◆ THE TASK: Every line of the data that contains the string "outline" must be copied.

◆ DATA FOR THIS TASK:
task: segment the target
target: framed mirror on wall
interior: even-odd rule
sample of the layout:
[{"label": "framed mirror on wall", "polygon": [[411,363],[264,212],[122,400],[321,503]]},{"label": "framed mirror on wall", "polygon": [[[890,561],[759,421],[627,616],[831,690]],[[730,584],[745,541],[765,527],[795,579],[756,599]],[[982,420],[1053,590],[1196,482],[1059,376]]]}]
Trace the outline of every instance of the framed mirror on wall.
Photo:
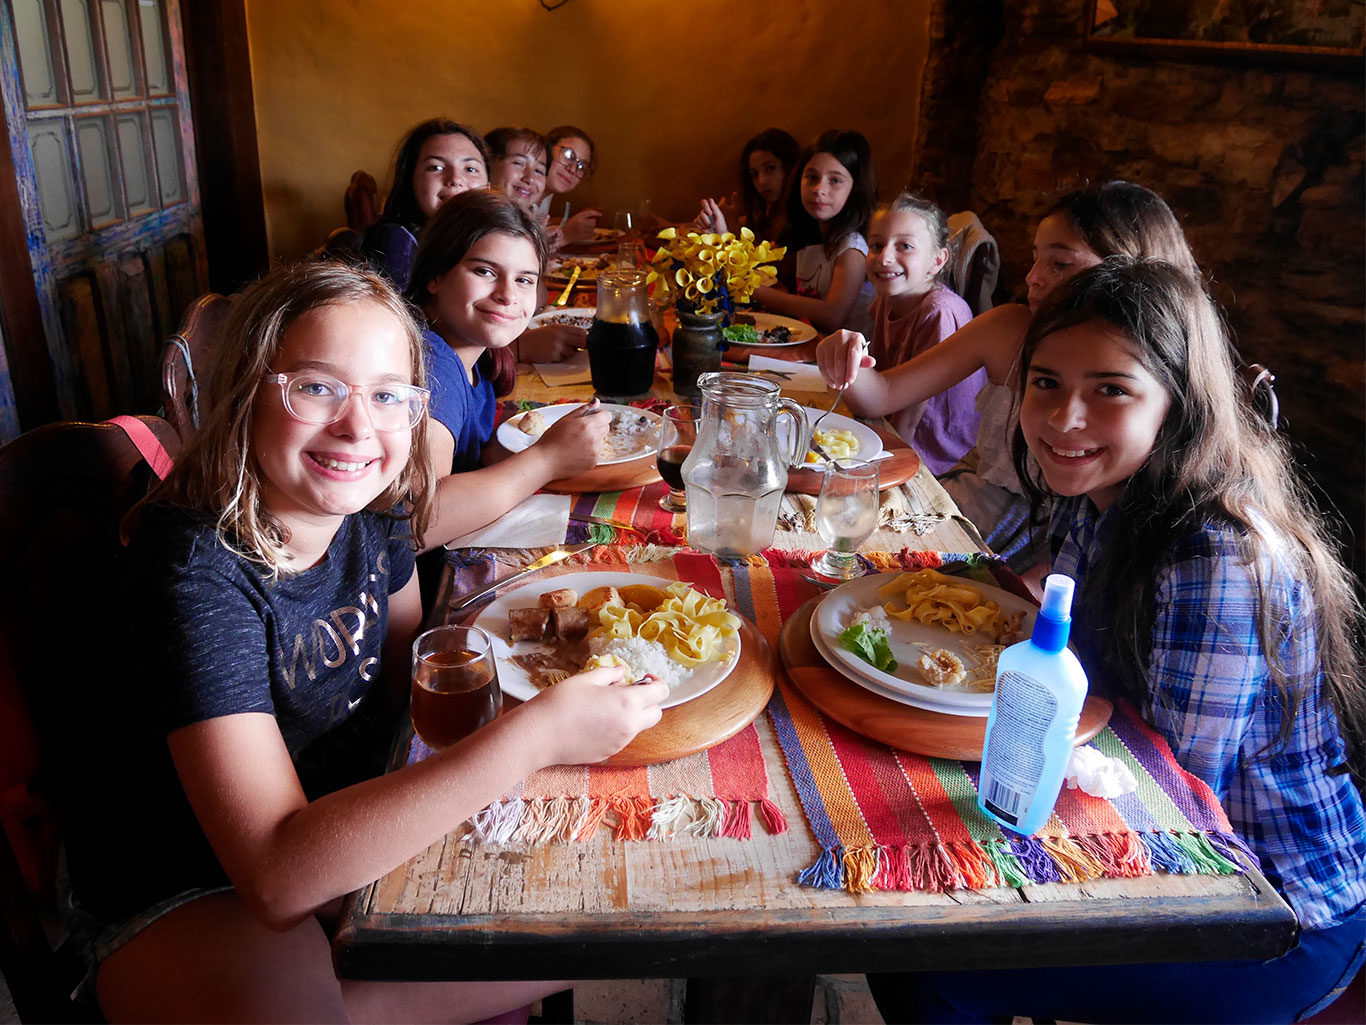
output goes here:
[{"label": "framed mirror on wall", "polygon": [[1088,0],[1098,51],[1169,60],[1359,67],[1360,0]]}]

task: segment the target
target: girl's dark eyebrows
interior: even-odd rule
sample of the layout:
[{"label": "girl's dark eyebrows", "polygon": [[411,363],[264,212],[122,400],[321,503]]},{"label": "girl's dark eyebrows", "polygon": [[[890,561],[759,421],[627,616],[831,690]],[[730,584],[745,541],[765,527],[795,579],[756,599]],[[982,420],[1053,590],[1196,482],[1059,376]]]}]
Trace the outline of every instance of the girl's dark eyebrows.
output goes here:
[{"label": "girl's dark eyebrows", "polygon": [[1125,373],[1124,371],[1122,371],[1122,370],[1091,370],[1091,371],[1088,371],[1088,372],[1086,373],[1085,376],[1086,376],[1088,379],[1095,379],[1095,378],[1099,378],[1099,377],[1122,377],[1122,378],[1124,378],[1126,381],[1137,381],[1137,380],[1138,380],[1138,375],[1137,375],[1137,374],[1126,374],[1126,373]]},{"label": "girl's dark eyebrows", "polygon": [[[507,267],[504,264],[499,263],[497,260],[490,260],[486,256],[467,256],[465,259],[470,263],[482,264],[483,266],[490,267],[500,273],[507,273]],[[539,267],[533,267],[529,270],[519,270],[513,273],[518,275],[530,274],[533,278],[539,278],[541,276]]]},{"label": "girl's dark eyebrows", "polygon": [[[330,377],[335,377],[338,381],[341,381],[342,384],[346,384],[346,383],[347,383],[347,382],[342,378],[342,376],[341,376],[341,375],[342,375],[342,369],[341,369],[341,367],[337,366],[337,364],[335,364],[335,363],[328,363],[328,362],[325,361],[325,360],[320,360],[320,359],[301,359],[301,360],[299,360],[298,364],[295,365],[294,369],[293,369],[293,370],[290,370],[290,371],[288,371],[288,372],[291,373],[291,374],[297,374],[297,373],[299,373],[299,371],[301,371],[301,370],[316,370],[316,371],[319,371],[319,372],[324,372],[324,373],[328,374]],[[411,383],[412,383],[412,381],[411,381],[411,379],[410,379],[410,375],[400,374],[400,373],[393,372],[393,371],[391,371],[390,373],[387,373],[387,374],[380,374],[380,375],[379,375],[379,380],[381,380],[381,381],[398,381],[398,382],[401,383],[401,384],[411,384]]]}]

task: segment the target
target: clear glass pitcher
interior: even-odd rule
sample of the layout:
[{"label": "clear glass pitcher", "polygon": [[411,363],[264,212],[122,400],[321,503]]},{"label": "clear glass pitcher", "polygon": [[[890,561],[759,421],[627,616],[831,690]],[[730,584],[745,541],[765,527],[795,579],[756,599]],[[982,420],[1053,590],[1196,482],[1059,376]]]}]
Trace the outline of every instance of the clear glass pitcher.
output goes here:
[{"label": "clear glass pitcher", "polygon": [[650,318],[643,270],[598,275],[598,311],[588,329],[588,369],[604,399],[646,395],[655,380],[659,332]]},{"label": "clear glass pitcher", "polygon": [[[683,463],[688,544],[727,559],[754,555],[773,544],[788,468],[806,455],[806,411],[753,374],[703,374],[697,385],[702,422]],[[786,439],[784,413],[794,427]]]}]

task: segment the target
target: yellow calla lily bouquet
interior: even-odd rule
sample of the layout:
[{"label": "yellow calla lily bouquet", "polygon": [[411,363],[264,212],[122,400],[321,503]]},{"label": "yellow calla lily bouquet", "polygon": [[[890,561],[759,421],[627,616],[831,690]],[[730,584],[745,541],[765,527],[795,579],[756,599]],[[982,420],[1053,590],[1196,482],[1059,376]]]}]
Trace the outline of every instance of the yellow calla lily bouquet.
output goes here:
[{"label": "yellow calla lily bouquet", "polygon": [[778,274],[764,264],[775,263],[787,252],[783,246],[754,241],[754,232],[679,236],[677,228],[659,233],[662,241],[646,282],[659,282],[660,299],[671,299],[682,310],[715,313],[729,321],[738,303],[749,301],[760,285],[771,285]]}]

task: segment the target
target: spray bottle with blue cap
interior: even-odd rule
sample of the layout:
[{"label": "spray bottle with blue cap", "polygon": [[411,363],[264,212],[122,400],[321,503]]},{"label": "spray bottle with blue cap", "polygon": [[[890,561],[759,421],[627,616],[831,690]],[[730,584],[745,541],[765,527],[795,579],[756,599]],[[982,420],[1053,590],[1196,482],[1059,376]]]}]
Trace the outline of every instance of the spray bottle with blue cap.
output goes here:
[{"label": "spray bottle with blue cap", "polygon": [[977,803],[1017,833],[1038,832],[1052,814],[1086,700],[1086,672],[1067,649],[1074,586],[1049,576],[1033,635],[996,663]]}]

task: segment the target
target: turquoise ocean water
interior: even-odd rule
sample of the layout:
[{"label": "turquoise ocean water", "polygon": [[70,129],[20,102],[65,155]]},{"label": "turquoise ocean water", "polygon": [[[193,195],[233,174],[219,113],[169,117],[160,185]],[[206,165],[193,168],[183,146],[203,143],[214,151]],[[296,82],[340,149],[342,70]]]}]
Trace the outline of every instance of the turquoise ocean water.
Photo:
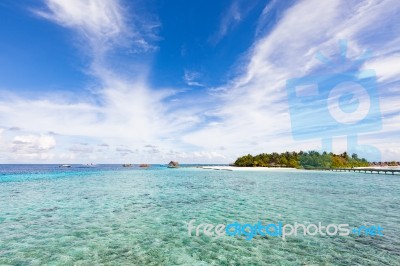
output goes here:
[{"label": "turquoise ocean water", "polygon": [[[187,222],[381,225],[384,236],[189,237]],[[0,265],[400,265],[400,176],[0,166]]]}]

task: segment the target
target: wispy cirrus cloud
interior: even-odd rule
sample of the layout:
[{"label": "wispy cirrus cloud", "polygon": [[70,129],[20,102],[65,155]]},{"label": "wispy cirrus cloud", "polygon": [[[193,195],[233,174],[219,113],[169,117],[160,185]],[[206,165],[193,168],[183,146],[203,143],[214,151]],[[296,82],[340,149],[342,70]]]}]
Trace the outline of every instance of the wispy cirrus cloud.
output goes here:
[{"label": "wispy cirrus cloud", "polygon": [[[243,3],[232,3],[210,41],[219,42],[246,17],[252,5]],[[315,54],[338,55],[339,39],[348,40],[350,58],[364,50],[374,56],[363,68],[377,72],[383,128],[360,136],[360,142],[387,151],[384,159],[400,156],[400,150],[393,148],[400,142],[396,67],[400,37],[395,30],[400,5],[395,0],[298,1],[286,7],[264,32],[265,17],[278,5],[271,1],[258,20],[257,39],[239,74],[224,86],[190,99],[174,88],[153,88],[147,80],[148,62],[131,60],[128,70],[114,67],[122,64],[112,60],[118,52],[156,51],[156,19],[140,18],[134,7],[127,12],[122,1],[46,0],[44,4],[34,12],[76,34],[74,44],[89,57],[85,71],[98,85],[90,93],[74,97],[2,93],[1,126],[20,129],[0,130],[3,161],[17,158],[11,156],[13,148],[14,154],[27,154],[19,157],[26,160],[67,162],[119,162],[121,158],[232,162],[244,153],[319,148],[319,139],[292,139],[286,80],[320,71],[323,66]],[[393,30],[388,30],[391,27]],[[202,85],[196,72],[185,71],[183,78],[188,85]],[[382,135],[387,135],[385,141]],[[38,146],[34,143],[43,136],[55,142],[47,152],[27,153],[26,148],[17,148],[22,142],[13,146],[17,136],[31,136],[28,146]],[[81,139],[87,145],[76,144]],[[343,150],[344,144],[339,143],[338,148]]]},{"label": "wispy cirrus cloud", "polygon": [[[256,153],[320,148],[320,139],[308,142],[292,139],[286,80],[311,75],[323,68],[315,54],[323,51],[328,56],[339,55],[339,39],[349,41],[350,58],[359,56],[364,50],[372,50],[378,52],[376,59],[386,54],[388,60],[394,62],[393,55],[398,52],[400,39],[395,32],[388,34],[385,28],[399,23],[396,16],[399,9],[395,1],[300,1],[291,6],[274,28],[254,43],[242,73],[229,84],[214,90],[220,92],[222,101],[213,109],[220,122],[210,123],[186,135],[184,140],[208,149],[222,145],[237,154],[243,150]],[[382,39],[372,37],[381,32],[386,33]],[[393,49],[396,45],[397,49]],[[389,69],[377,67],[378,78],[385,75],[394,77],[397,71]],[[387,88],[387,84],[380,83],[379,86],[385,94],[382,88]],[[381,105],[385,106],[382,108],[383,116],[385,108],[394,107],[396,101],[395,98],[381,97]],[[384,119],[381,133],[392,128],[390,125],[394,126],[395,121],[398,123],[398,117]],[[310,117],[308,125],[312,121]],[[398,127],[396,133],[400,133]],[[391,132],[393,138],[385,142],[372,140],[367,134],[360,136],[360,142],[374,143],[384,151],[393,143],[399,143],[400,134],[394,134]],[[345,146],[339,144],[338,148],[344,150]]]},{"label": "wispy cirrus cloud", "polygon": [[[114,46],[134,45],[148,51],[157,21],[144,21],[138,15],[129,18],[119,0],[45,0],[45,8],[33,12],[79,33],[91,51],[98,55]],[[128,25],[129,23],[129,25]]]},{"label": "wispy cirrus cloud", "polygon": [[209,38],[211,44],[219,43],[231,30],[237,27],[255,7],[257,1],[234,0],[222,14],[217,31]]},{"label": "wispy cirrus cloud", "polygon": [[398,81],[400,78],[400,53],[375,58],[365,64],[365,68],[374,69],[380,82]]},{"label": "wispy cirrus cloud", "polygon": [[187,85],[189,86],[196,86],[196,87],[204,87],[202,83],[200,83],[198,80],[200,79],[201,74],[196,71],[189,71],[185,69],[183,79],[186,82]]},{"label": "wispy cirrus cloud", "polygon": [[35,10],[36,14],[76,29],[88,39],[114,42],[115,37],[128,32],[119,1],[45,0],[44,3],[45,8]]},{"label": "wispy cirrus cloud", "polygon": [[[34,10],[40,18],[75,34],[73,44],[89,55],[85,71],[98,85],[82,97],[53,93],[28,98],[4,91],[0,97],[2,125],[18,127],[36,136],[55,132],[52,138],[60,141],[55,149],[59,157],[51,158],[54,160],[103,158],[108,160],[105,162],[117,162],[121,154],[132,156],[132,160],[140,159],[140,155],[129,151],[137,150],[143,143],[155,143],[163,151],[183,147],[179,141],[180,132],[196,124],[197,119],[193,118],[201,111],[182,108],[182,104],[180,109],[173,109],[174,104],[169,104],[168,97],[179,90],[151,88],[146,63],[128,62],[128,69],[135,72],[114,68],[116,62],[112,56],[118,52],[156,50],[157,20],[148,20],[138,12],[128,14],[122,5],[119,0],[45,0],[43,8]],[[11,141],[12,135],[7,138]],[[90,145],[75,144],[77,138],[90,139]],[[104,142],[114,149],[105,152],[95,148]],[[10,151],[3,151],[5,161],[13,160]],[[157,149],[152,151],[158,152]],[[14,149],[14,152],[17,151]],[[32,153],[26,159],[42,158],[43,155]]]}]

◆ TASK RESULT:
Trace the outline of every instance of the framed mirror on wall.
Trace the outline of every instance of the girl's dark eyebrows.
Trace the outline of every instance of the clear glass pitcher.
Trace the outline of every instance of the yellow calla lily bouquet.
Trace the outline of every instance of the spray bottle with blue cap.
Trace the outline of every instance of the turquoise ocean water.
Trace the outline of every instance of the wispy cirrus cloud.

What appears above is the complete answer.